→ **Text segment**:
>>>>

Ed Sheeran Defies Categorization But Still Fills Arenas – Alone

Jonathan Takiff

By Jonathan Takiff
Philadelphia Daily News

(MCT)
A ginger-haired, scruffy and increasingly tattooed “misfit” from Britain, Ed Sheeran plays guitar, beatboxes and, occasionally, fiddles. He also writes and winsomely sings hip-hop-inflected folk confessionals that enthrall young’uns _ and their parents, too.
And while clearly connected to the keep-it-real troubadour continuum that stretches, as he said, from “Bob Dylan and Van Morrison to Damien Rice and Jason Mraz,” there’s never been a phenomenon quite like him.
Even in their brightest superstar moments, a Dylan (or James Taylor, Cat Stevens, John Denver or Jackson Browne) could never do what Sheeran now does _ fill an entire arena with music, and fans, all by his lonesome.
Yes, this ever-gracious guy did accept a bit of musical assistance from Welcome America house band the Roots when he headlined the July Fourth extravaganza in Philadelphia this summer.
“It was the biggest show I’ve ever done in the U.S,” he shared in a recent chat, a day after his first win at the MTV Video Music Awards.

<<<<

→ **Directive**: Reproduce the Ed Sheeran article above word for word, from its headline through its last sentence.

→ **Dataset extract**:

>>>>

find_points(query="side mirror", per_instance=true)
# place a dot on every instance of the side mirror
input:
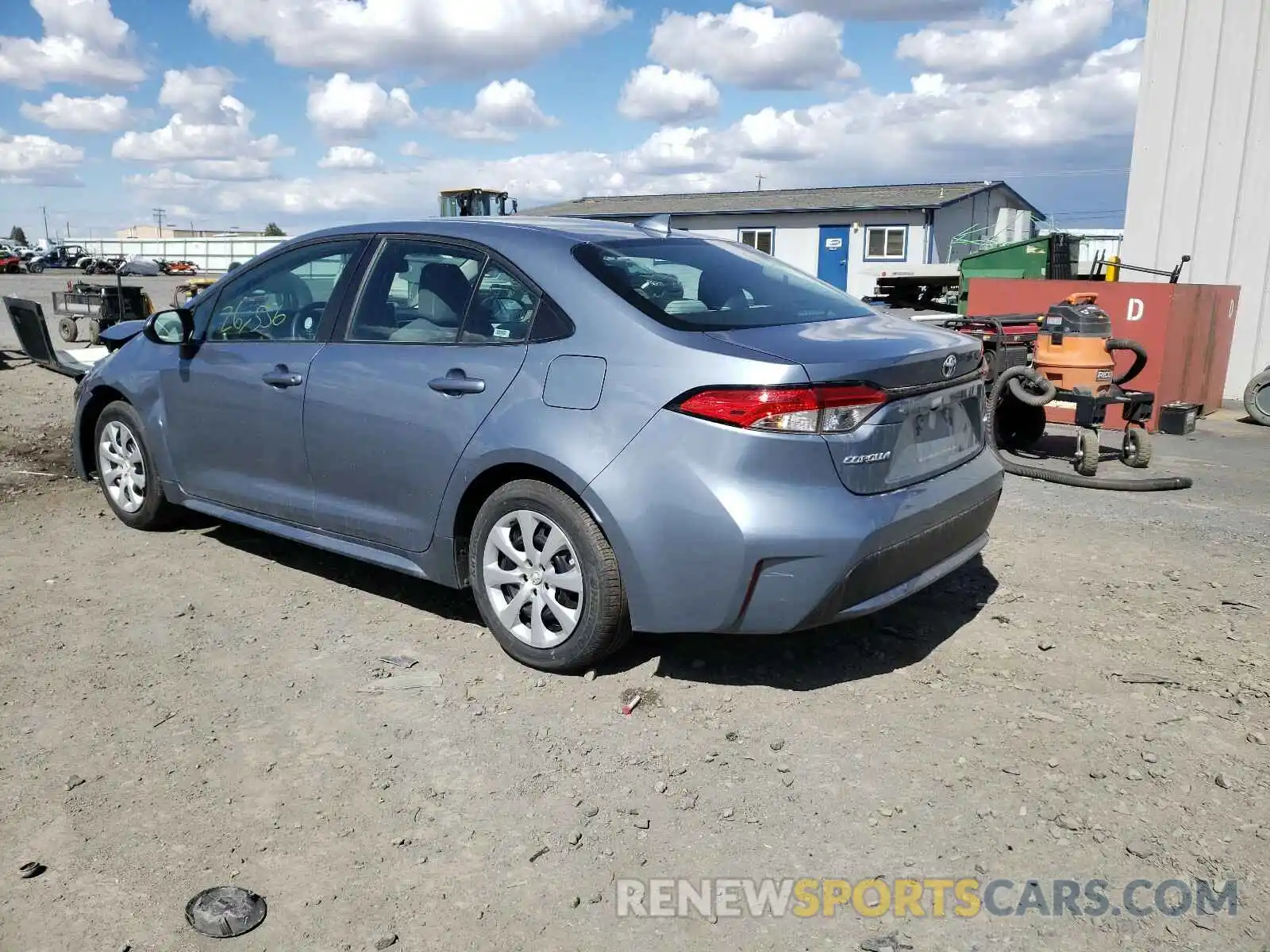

<<<<

→ **Solution to this exercise**:
Ed Sheeran Defies Categorization But Still Fills Arenas – Alone

Jonathan Takiff

By Jonathan Takiff
Philadelphia Daily News

(MCT)
A ginger-haired, scruffy and increasingly tattooed “misfit” from Britain, Ed Sheeran plays guitar, beatboxes and, occasionally, fiddles. He also writes and winsomely sings hip-hop-inflected folk confessionals that enthrall young’uns _ and their parents, too.
And while clearly connected to the keep-it-real troubadour continuum that stretches, as he said, from “Bob Dylan and Van Morrison to Damien Rice and Jason Mraz,” there’s never been a phenomenon quite like him.
Even in their brightest superstar moments, a Dylan (or James Taylor, Cat Stevens, John Denver or Jackson Browne) could never do what Sheeran now does _ fill an entire arena with music, and fans, all by his lonesome.
Yes, this ever-gracious guy did accept a bit of musical assistance from Welcome America house band the Roots when he headlined the July Fourth extravaganza in Philadelphia this summer.
“It was the biggest show I’ve ever done in the U.S,” he shared in a recent chat, a day after his first win at the MTV Video Music Awards.